(Excerpts from a segmentation dataset)

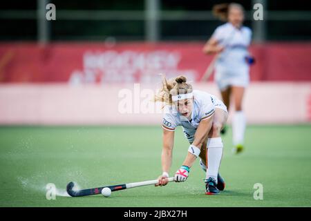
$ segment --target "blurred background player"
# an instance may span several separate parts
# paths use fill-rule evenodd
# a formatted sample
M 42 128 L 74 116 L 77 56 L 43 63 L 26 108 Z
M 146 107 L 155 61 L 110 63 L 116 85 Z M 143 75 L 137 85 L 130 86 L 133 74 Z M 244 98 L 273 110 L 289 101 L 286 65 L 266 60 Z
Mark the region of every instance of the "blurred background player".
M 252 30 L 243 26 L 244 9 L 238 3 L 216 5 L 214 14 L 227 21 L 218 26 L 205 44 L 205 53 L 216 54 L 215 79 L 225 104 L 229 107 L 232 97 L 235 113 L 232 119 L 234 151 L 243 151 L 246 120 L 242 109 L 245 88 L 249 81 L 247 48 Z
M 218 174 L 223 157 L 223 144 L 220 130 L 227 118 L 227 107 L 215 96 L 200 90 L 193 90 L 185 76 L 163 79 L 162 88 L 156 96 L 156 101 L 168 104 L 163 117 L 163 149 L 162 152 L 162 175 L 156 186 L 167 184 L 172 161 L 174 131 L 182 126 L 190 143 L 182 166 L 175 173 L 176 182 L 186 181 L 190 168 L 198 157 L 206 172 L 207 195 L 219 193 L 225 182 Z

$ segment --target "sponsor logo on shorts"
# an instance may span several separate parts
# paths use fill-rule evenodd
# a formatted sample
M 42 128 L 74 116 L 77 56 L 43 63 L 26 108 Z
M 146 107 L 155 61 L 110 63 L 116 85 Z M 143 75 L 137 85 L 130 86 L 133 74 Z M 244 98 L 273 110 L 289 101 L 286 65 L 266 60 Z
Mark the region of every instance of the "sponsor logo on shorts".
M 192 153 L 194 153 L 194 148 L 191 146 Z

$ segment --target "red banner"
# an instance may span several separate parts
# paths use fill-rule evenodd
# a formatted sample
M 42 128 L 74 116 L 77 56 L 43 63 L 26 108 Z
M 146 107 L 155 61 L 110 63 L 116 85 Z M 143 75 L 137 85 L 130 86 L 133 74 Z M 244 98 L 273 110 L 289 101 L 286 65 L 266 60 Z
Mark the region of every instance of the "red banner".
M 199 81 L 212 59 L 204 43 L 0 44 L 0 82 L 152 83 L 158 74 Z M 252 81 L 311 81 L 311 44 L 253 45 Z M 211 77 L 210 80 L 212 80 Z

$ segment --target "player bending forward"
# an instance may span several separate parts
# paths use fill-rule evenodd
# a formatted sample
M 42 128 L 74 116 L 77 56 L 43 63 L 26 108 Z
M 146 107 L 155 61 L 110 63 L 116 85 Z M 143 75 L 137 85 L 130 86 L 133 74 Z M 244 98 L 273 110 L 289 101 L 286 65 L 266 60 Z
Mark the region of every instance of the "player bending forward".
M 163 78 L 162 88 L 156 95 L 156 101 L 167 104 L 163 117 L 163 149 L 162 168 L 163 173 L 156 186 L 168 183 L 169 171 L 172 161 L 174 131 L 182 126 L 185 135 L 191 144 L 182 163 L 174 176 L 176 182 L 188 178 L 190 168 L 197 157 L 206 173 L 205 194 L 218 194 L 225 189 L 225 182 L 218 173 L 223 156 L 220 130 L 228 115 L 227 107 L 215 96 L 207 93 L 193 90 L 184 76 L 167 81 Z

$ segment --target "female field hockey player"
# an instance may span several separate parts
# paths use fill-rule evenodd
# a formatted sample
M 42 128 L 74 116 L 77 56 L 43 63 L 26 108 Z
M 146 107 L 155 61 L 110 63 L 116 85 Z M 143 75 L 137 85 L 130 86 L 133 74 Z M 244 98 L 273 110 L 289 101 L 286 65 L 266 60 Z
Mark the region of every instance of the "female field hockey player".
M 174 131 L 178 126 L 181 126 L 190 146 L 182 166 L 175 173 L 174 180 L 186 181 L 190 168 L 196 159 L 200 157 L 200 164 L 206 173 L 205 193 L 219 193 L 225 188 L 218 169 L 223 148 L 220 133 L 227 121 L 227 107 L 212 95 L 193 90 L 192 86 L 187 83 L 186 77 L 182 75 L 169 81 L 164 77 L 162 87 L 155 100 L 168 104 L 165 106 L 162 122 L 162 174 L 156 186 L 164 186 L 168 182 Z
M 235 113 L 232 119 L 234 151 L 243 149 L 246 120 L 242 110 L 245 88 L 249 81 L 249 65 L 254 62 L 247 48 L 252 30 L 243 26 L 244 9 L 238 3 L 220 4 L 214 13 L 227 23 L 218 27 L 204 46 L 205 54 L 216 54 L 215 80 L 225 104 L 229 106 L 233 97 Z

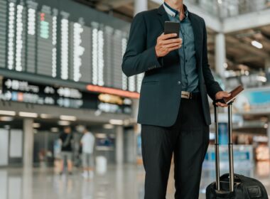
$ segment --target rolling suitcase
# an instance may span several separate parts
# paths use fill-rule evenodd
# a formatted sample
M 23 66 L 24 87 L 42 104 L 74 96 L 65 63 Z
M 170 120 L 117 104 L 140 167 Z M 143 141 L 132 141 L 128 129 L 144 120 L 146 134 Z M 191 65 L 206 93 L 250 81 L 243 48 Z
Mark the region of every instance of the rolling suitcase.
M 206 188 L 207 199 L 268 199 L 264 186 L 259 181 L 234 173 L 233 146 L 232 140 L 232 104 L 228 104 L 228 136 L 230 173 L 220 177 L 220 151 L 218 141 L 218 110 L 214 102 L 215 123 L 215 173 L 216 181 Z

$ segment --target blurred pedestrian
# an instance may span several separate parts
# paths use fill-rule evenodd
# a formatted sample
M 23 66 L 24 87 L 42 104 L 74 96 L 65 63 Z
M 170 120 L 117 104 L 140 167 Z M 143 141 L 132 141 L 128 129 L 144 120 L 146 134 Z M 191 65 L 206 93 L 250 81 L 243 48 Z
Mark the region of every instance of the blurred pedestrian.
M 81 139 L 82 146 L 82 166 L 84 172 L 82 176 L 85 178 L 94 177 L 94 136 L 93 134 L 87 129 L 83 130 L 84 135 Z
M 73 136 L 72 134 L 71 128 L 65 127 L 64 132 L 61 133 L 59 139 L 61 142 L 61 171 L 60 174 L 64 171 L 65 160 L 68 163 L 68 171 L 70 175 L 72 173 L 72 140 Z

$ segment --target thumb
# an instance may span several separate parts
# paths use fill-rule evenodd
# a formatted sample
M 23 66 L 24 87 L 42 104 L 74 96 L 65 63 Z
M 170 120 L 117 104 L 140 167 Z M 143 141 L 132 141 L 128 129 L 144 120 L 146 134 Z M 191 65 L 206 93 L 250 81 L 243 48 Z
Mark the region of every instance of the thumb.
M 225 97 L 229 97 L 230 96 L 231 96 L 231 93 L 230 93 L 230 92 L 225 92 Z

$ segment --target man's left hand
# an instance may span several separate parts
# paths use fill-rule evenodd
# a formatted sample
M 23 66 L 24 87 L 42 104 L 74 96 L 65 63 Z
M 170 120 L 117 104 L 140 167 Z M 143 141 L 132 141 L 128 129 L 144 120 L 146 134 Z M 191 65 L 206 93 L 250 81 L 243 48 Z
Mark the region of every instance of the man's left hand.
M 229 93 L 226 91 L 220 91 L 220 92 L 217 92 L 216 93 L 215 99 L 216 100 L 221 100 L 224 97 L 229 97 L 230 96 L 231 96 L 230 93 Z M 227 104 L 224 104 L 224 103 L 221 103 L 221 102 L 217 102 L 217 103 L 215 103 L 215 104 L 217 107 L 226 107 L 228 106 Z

==

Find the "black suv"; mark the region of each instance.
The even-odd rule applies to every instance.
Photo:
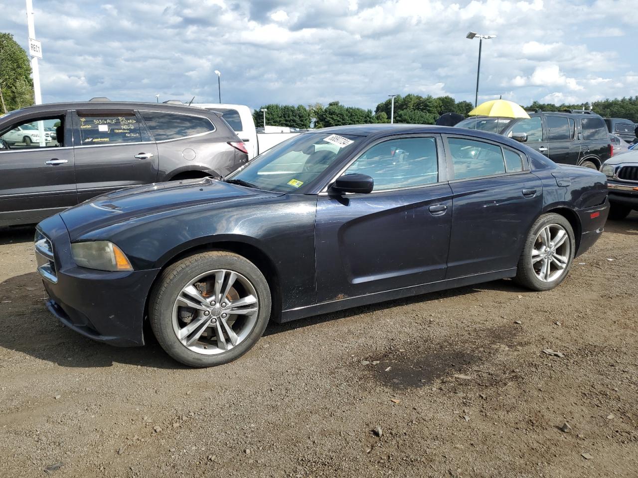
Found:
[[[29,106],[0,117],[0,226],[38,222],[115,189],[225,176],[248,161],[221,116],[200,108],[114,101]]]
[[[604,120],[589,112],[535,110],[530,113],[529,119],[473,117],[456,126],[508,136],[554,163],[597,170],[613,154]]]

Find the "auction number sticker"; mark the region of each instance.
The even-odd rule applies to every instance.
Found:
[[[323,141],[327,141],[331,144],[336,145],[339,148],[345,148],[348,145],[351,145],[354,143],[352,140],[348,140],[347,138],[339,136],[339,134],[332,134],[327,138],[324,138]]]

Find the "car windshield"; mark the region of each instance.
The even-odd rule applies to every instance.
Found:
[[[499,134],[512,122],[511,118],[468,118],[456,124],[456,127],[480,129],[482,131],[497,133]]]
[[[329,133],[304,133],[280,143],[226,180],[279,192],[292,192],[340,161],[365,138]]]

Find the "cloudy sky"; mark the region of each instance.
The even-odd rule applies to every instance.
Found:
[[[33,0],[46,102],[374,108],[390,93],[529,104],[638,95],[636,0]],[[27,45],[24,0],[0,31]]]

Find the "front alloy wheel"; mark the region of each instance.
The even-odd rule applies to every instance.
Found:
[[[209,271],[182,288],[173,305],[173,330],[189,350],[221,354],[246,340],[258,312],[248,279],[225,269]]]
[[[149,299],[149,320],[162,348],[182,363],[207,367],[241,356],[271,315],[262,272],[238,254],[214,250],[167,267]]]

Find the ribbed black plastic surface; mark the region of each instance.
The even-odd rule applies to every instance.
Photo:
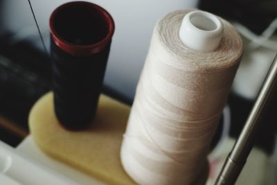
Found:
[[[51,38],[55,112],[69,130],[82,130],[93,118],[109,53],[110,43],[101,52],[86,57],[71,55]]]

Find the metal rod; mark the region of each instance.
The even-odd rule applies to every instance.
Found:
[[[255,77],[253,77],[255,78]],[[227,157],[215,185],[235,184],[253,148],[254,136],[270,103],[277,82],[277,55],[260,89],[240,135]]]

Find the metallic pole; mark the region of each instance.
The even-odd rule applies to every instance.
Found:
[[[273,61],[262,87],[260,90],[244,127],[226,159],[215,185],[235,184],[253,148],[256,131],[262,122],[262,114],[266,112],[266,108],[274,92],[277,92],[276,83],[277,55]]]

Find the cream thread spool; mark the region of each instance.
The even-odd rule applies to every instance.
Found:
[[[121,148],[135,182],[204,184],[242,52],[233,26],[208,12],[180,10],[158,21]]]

_Task statement_
Reproduce the lines from the one with "segment --target thumb" up to and including the one with "M 229 93 L 226", swapping "separate parts" for "disjoint pieces" and leaving everything else unchanged.

_The result_
$ segment --target thumb
# an instance may span several disjoint pieces
# paths use fill-rule evenodd
# a formatted sample
M 23 66 L 24 87 L 42 104 L 74 96 L 65 63 Z
M 170 120 L 117 104 L 140 167 Z M 143 141 L 132 141 L 128 129 L 144 120 L 146 134 Z M 191 65 L 206 93 L 250 81 L 243 48 Z
Mark the region of every instance of the thumb.
M 225 97 L 229 97 L 230 96 L 231 96 L 231 93 L 230 93 L 230 92 L 225 92 Z

$ segment --target man's left hand
# an instance may span several disjoint pieces
# paths use fill-rule evenodd
# a formatted sample
M 23 66 L 24 87 L 42 104 L 74 96 L 65 63 Z
M 170 120 L 117 104 L 140 167 Z M 143 141 L 132 141 L 128 129 L 144 120 L 146 134 Z M 191 65 L 206 93 L 250 81 L 243 48 Z
Mark the region of every instance of the man's left hand.
M 229 93 L 226 91 L 220 91 L 220 92 L 217 92 L 216 93 L 215 99 L 216 100 L 221 100 L 224 97 L 229 97 L 230 96 L 231 96 L 230 93 Z M 227 104 L 224 104 L 224 103 L 221 103 L 221 102 L 217 102 L 217 103 L 215 103 L 215 104 L 217 107 L 226 107 L 228 106 Z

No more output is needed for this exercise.